_TASK DETAILS_
Convert the lines starting with the line containing "Reviewer note: confirm one keypoint per instance of the race" and going on through the end of the records into a Markdown table, omitting blank lines. Use the columns Number and Record line, giving each row its number and the line.

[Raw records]
———
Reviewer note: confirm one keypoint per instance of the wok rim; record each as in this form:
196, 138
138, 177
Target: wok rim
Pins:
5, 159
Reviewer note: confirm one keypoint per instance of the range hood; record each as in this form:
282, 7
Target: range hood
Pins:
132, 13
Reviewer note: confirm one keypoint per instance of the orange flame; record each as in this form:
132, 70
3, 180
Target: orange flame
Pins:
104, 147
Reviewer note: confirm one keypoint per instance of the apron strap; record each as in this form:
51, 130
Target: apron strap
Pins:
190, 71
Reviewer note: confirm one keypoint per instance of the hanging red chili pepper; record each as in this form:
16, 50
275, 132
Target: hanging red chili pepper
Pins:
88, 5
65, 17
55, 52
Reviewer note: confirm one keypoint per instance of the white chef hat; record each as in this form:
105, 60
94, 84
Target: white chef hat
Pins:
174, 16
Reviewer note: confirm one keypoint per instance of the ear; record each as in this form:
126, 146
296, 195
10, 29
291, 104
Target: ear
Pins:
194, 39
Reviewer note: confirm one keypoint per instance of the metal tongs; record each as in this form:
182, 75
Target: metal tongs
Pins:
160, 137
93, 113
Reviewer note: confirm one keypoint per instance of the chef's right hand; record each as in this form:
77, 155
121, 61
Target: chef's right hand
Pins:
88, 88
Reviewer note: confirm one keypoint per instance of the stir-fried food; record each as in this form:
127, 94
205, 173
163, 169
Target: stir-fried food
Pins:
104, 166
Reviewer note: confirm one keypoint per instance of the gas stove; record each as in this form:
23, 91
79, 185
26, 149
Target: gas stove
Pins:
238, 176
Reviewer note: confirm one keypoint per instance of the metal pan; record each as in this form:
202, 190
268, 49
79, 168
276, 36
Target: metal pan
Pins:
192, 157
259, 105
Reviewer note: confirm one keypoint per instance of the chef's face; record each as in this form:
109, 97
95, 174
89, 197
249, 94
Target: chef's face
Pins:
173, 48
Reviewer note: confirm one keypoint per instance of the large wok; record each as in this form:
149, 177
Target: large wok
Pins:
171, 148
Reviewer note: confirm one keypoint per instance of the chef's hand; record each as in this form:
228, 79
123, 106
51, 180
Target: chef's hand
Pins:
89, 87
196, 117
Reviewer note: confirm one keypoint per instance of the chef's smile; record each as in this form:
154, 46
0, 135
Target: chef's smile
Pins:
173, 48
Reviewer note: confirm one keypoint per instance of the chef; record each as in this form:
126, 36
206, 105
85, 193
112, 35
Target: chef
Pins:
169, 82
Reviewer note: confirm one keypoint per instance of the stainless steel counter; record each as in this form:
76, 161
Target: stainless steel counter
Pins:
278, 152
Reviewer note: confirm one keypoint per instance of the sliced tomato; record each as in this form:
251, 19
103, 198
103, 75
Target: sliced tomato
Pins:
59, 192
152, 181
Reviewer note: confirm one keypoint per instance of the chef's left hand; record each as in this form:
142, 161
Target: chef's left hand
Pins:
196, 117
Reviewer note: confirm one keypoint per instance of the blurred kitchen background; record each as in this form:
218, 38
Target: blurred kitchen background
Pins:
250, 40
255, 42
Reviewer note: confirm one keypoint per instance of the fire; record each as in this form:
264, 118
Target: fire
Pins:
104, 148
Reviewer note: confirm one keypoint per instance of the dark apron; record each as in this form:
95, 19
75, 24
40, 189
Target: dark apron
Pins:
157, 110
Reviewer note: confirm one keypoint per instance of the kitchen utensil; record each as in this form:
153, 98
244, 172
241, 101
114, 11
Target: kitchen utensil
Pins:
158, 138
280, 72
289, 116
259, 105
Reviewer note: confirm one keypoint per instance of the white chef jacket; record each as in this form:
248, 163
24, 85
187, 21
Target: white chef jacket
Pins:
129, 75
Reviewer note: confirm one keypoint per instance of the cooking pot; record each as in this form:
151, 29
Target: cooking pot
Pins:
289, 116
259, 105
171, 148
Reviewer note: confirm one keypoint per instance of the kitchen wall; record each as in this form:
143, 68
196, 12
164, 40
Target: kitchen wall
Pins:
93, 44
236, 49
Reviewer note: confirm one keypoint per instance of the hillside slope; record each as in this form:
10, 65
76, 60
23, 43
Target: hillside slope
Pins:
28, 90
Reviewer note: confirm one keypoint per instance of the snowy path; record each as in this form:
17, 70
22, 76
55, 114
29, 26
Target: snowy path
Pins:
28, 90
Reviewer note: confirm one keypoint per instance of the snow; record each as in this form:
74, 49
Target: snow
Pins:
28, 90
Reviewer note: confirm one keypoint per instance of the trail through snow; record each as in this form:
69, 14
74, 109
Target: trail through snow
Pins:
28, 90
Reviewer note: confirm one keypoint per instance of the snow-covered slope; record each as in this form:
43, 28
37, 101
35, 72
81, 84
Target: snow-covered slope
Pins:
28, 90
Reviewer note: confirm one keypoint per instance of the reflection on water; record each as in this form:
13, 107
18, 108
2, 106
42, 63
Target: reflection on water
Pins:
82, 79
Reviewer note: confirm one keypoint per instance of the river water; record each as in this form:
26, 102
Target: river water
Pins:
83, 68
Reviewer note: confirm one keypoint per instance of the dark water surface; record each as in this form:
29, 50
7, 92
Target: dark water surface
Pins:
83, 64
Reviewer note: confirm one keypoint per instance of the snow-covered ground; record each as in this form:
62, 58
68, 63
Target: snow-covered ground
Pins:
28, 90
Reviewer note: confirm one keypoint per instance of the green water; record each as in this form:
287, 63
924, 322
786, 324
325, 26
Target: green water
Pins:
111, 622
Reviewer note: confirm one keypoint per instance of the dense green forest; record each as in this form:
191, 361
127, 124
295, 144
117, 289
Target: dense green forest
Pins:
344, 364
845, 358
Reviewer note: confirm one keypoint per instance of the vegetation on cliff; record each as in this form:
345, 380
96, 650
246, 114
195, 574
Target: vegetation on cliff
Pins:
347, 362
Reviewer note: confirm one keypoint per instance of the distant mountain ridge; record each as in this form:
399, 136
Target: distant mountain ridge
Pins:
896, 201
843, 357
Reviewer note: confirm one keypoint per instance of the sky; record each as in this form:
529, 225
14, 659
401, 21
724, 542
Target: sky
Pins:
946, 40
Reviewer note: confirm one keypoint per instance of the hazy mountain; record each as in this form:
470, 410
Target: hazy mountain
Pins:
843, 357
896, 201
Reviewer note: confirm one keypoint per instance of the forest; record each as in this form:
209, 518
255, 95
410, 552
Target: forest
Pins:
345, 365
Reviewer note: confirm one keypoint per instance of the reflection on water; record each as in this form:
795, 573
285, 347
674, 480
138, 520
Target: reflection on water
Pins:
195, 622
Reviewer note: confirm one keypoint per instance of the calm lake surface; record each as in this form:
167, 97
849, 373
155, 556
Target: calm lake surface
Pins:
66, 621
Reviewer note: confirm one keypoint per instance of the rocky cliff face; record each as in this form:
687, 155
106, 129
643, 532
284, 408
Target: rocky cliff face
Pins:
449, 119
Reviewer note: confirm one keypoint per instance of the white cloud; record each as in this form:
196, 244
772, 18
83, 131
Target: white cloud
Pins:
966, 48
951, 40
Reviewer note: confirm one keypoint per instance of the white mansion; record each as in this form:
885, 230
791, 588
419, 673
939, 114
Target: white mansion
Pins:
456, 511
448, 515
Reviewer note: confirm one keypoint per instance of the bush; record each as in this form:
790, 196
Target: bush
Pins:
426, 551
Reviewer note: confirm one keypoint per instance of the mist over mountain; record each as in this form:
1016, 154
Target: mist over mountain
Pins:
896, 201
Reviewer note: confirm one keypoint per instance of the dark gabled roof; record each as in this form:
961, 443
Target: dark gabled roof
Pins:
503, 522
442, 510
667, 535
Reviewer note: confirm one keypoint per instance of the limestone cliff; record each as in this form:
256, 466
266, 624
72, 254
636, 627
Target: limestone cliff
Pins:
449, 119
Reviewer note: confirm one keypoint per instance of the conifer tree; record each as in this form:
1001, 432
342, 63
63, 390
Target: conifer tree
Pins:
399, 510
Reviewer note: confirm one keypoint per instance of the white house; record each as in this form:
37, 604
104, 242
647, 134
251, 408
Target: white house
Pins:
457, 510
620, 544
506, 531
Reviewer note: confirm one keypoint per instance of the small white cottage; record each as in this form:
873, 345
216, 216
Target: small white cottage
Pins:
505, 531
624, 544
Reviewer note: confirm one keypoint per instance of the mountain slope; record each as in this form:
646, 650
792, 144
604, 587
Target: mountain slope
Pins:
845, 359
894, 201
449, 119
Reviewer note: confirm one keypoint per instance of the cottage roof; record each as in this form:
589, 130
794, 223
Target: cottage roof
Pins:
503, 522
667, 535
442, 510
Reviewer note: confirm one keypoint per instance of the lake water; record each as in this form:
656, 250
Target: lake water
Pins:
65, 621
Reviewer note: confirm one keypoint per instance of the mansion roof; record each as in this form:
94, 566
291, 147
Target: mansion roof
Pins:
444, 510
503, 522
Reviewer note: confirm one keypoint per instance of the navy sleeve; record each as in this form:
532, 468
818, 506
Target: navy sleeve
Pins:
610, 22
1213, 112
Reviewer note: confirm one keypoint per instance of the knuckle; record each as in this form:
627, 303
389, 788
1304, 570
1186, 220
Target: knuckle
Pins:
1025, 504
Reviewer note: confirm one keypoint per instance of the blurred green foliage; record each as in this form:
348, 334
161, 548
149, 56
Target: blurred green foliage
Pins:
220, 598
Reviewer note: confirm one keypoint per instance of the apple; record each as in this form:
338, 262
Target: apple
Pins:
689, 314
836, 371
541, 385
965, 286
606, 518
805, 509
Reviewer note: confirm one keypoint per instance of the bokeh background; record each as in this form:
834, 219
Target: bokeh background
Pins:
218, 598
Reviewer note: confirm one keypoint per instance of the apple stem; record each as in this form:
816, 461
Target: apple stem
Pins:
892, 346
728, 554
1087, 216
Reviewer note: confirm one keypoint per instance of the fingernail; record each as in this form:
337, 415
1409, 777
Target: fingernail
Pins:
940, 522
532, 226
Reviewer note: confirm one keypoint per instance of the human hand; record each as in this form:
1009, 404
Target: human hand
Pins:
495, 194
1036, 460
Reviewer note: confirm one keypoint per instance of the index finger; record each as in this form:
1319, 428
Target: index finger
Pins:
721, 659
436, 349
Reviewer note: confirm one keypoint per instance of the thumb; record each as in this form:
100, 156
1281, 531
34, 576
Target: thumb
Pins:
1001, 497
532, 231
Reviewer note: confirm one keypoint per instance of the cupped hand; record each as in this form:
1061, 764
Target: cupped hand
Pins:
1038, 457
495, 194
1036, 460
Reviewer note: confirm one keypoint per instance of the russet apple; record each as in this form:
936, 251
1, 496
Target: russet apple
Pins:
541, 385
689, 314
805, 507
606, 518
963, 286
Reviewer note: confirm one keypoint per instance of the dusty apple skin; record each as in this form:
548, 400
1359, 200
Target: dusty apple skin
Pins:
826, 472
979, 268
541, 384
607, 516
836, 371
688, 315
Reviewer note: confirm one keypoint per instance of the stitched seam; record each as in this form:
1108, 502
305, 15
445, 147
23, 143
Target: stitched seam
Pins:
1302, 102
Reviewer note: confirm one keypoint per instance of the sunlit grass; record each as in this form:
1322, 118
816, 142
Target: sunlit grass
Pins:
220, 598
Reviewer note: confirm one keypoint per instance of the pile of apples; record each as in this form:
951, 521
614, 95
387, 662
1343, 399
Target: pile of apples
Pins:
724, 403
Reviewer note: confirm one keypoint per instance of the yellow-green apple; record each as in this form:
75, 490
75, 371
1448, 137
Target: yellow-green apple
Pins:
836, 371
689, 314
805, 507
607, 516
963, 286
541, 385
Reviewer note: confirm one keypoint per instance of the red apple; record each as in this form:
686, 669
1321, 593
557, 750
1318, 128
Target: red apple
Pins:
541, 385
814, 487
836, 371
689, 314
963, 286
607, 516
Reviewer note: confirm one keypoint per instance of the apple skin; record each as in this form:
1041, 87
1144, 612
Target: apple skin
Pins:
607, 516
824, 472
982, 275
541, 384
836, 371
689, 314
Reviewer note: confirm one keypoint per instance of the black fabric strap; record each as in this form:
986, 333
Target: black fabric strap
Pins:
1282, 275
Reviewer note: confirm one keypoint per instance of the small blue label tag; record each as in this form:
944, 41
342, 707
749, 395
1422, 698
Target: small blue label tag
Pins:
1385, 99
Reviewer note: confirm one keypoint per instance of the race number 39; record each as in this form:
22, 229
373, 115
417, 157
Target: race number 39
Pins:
———
_ANSWER TO THIS EXERCISE_
| Number | Record line |
|---|---|
| 1 | Reviewer note: confirm one keypoint per instance of the race number 39; record each as in this form: |
| 2 | 22, 229 |
| 3 | 373, 115 |
| 4 | 417, 157 |
| 5 | Target: race number 39 |
| 6 | Pins: |